■ AVAILABLE RECORDS:
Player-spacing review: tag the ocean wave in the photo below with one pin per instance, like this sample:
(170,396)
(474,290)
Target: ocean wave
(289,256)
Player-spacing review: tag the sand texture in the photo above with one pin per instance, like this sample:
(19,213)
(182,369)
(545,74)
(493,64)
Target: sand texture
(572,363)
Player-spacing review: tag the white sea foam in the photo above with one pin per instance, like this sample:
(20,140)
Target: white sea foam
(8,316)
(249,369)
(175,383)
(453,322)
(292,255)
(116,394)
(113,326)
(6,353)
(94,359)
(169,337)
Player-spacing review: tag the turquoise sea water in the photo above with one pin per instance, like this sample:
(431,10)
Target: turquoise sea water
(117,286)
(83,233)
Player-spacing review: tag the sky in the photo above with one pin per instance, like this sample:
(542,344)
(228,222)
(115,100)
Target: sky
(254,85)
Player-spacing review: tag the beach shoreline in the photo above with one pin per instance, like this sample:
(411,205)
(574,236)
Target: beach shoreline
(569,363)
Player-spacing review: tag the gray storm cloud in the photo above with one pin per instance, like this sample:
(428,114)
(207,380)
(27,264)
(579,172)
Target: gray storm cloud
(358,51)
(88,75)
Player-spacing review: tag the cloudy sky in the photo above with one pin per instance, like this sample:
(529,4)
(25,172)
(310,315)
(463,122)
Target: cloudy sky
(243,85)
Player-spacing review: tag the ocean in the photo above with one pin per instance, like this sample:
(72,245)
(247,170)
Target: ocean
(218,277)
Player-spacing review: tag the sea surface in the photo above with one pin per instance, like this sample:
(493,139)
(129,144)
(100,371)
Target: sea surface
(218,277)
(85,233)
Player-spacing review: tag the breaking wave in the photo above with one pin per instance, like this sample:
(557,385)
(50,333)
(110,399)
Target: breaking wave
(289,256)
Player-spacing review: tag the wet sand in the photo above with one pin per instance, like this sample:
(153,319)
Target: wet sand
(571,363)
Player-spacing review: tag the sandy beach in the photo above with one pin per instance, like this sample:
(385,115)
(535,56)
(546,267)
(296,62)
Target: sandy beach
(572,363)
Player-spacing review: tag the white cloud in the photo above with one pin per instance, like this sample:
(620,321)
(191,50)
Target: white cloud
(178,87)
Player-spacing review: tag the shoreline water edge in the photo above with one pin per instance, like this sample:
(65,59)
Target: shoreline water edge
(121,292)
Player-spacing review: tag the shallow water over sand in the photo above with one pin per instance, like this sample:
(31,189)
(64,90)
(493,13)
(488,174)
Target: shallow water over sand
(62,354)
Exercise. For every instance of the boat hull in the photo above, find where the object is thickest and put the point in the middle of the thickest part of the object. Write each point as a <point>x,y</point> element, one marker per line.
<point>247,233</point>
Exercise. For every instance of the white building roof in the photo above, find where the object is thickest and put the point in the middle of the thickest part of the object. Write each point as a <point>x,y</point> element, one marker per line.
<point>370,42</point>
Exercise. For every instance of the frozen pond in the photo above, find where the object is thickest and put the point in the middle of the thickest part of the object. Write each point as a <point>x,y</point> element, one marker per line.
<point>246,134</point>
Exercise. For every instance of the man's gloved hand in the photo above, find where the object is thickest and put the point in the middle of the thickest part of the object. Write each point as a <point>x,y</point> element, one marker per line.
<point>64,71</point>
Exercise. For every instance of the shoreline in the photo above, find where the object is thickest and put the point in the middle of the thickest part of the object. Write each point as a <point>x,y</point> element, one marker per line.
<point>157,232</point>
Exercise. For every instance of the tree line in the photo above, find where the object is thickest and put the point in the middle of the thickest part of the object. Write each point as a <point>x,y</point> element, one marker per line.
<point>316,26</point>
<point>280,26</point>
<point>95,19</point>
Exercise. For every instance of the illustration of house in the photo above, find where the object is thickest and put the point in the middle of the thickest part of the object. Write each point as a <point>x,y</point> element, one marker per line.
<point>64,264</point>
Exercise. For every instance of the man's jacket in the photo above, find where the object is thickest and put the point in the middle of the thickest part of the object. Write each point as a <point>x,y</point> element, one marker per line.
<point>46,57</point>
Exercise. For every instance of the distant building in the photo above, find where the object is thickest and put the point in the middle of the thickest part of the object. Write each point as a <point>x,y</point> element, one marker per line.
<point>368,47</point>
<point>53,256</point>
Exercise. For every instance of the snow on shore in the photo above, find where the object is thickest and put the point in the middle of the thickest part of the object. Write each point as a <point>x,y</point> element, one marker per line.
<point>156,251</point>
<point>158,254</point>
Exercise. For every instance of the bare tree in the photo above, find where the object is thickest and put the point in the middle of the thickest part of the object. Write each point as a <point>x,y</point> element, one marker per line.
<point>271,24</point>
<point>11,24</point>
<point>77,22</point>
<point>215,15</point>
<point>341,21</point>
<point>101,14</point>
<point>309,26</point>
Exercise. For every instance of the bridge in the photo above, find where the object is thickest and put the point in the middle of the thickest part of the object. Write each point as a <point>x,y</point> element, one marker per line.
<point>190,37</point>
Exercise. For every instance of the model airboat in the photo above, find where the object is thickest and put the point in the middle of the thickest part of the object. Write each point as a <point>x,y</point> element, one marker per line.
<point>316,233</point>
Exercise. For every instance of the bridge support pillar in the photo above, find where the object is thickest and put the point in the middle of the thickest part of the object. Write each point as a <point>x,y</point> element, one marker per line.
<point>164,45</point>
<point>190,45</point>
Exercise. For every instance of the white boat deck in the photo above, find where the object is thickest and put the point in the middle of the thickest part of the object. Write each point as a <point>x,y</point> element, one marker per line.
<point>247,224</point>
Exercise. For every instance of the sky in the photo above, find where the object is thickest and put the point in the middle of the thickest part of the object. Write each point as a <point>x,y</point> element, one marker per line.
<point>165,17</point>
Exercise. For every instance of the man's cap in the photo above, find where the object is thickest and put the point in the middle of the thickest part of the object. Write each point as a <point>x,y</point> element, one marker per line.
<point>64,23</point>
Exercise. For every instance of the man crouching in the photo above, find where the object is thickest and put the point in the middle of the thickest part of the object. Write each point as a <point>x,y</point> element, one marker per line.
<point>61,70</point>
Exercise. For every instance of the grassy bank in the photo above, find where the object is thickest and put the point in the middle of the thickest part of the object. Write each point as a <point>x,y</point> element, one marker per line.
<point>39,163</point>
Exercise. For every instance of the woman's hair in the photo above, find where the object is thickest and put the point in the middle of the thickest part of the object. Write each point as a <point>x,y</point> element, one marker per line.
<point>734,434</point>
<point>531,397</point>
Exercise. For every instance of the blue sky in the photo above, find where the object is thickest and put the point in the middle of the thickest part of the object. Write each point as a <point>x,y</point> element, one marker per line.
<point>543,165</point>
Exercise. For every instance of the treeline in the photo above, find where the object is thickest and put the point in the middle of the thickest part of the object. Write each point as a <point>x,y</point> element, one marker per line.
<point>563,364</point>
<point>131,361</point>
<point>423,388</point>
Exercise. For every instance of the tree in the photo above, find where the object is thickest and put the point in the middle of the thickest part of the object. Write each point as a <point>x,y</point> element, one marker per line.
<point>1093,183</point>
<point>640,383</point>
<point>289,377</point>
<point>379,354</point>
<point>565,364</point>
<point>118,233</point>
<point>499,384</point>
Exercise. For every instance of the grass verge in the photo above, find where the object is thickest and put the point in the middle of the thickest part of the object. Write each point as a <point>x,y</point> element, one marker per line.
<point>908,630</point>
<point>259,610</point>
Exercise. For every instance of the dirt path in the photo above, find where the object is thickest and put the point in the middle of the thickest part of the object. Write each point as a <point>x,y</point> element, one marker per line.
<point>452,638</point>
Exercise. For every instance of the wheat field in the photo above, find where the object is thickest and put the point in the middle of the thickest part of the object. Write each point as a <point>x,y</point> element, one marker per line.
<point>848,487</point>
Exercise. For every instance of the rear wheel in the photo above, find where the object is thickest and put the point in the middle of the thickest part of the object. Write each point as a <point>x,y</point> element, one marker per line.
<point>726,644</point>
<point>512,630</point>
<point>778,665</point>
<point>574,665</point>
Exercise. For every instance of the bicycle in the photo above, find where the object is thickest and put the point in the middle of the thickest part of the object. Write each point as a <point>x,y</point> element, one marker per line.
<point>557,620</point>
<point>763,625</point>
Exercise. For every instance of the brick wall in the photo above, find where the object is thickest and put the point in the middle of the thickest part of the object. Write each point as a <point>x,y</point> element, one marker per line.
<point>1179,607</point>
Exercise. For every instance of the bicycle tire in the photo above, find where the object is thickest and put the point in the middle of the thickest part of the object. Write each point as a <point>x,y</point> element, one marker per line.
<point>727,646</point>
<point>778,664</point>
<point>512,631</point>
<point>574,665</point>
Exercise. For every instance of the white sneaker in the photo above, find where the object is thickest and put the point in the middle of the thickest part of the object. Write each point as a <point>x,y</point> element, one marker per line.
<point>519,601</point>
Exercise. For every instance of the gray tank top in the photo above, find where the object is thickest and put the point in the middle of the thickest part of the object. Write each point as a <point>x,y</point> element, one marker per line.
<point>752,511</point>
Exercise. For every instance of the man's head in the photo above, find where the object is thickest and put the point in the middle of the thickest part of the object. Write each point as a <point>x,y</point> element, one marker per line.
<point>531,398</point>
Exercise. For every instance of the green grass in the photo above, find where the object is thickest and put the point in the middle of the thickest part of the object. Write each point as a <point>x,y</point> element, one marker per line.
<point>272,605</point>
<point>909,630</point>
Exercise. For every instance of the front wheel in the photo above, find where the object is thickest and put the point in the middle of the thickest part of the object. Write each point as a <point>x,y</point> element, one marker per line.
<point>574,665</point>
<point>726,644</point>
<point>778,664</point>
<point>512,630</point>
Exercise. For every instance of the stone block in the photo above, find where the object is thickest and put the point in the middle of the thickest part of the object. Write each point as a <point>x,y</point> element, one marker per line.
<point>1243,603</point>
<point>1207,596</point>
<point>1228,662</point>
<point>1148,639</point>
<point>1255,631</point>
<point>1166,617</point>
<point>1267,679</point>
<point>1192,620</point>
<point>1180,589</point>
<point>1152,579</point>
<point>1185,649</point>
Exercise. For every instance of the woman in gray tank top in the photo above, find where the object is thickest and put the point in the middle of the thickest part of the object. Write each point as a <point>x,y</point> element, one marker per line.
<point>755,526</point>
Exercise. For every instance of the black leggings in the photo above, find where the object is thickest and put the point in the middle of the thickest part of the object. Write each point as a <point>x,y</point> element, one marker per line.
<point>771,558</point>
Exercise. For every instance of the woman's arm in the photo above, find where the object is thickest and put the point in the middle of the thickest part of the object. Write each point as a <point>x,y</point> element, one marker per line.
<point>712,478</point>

■ EXERCISE DIRECTIONS:
Nothing but the lines from the one with "Exercise. For every instance of the stone" through the last line should be repeated, each exactly as it stands.

■ SOLUTION FOR THIS PROBLEM:
Exercise. For every instance of the stone block in the photo above, find where the object is thickest and put the point in the middle of the thickest part of the object. Write each point as a <point>x,y</point> element, one marker per line.
<point>1243,603</point>
<point>1207,596</point>
<point>1228,662</point>
<point>1148,639</point>
<point>1255,631</point>
<point>1166,617</point>
<point>1267,679</point>
<point>1192,620</point>
<point>1180,589</point>
<point>1152,579</point>
<point>1185,649</point>
Exercise. For every instance of the woman in gray tank top in the photo above, find where the object is thickest and put the point in the middle of the thickest part of the object. Write each point as a <point>x,y</point> element, one marker per line.
<point>755,526</point>
Exercise. For every instance of the black leggings in the photo above, find where the object is thickest and put the point in the middle of the thickest part of the object. Write each point as a <point>x,y</point> element, one marker per line.
<point>771,558</point>
Exercise. For every instance of the woman's arm in the photo above, find where the object is thickest and put the point in the middle of the thickest part of the object. Write each point as a <point>x,y</point> element, one marker per line.
<point>712,478</point>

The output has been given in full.